What the exercise asks:
Take each line from the entries that holds "word" and copy it out.

#### Exercise material ####

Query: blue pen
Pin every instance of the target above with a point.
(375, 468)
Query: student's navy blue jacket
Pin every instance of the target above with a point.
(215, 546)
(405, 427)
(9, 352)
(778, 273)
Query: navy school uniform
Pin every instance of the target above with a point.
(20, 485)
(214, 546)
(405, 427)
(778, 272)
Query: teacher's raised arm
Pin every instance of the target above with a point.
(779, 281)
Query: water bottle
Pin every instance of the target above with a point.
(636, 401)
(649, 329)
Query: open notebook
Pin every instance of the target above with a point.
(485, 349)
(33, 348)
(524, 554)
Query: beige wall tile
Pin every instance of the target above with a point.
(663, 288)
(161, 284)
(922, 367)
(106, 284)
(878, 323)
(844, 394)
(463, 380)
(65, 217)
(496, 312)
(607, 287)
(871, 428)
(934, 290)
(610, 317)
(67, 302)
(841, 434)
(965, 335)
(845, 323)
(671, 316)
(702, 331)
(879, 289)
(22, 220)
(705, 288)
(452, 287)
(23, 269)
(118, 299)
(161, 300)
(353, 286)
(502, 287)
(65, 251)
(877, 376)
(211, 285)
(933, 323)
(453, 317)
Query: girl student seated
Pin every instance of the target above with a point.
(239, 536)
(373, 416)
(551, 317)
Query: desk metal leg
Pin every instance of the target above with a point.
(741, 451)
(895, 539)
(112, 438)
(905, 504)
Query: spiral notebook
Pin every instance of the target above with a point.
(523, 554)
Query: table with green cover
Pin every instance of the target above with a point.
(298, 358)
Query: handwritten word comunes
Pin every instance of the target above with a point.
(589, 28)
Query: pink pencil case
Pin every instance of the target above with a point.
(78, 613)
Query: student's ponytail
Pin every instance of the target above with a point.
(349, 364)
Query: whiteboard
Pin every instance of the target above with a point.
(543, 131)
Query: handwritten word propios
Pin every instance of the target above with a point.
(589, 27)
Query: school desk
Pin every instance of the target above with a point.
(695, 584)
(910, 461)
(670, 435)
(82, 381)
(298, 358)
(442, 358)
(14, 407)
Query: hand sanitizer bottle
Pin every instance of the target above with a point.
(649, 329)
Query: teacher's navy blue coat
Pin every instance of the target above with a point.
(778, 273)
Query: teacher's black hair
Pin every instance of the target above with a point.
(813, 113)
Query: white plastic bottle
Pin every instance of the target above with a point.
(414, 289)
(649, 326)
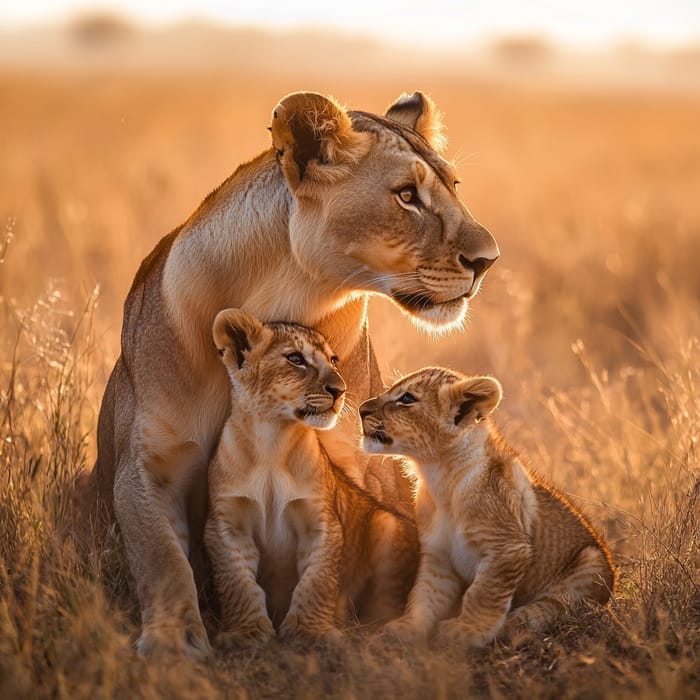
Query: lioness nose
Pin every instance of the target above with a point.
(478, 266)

####

Answer:
Query: handwritten word comunes
Query: handwritten word propios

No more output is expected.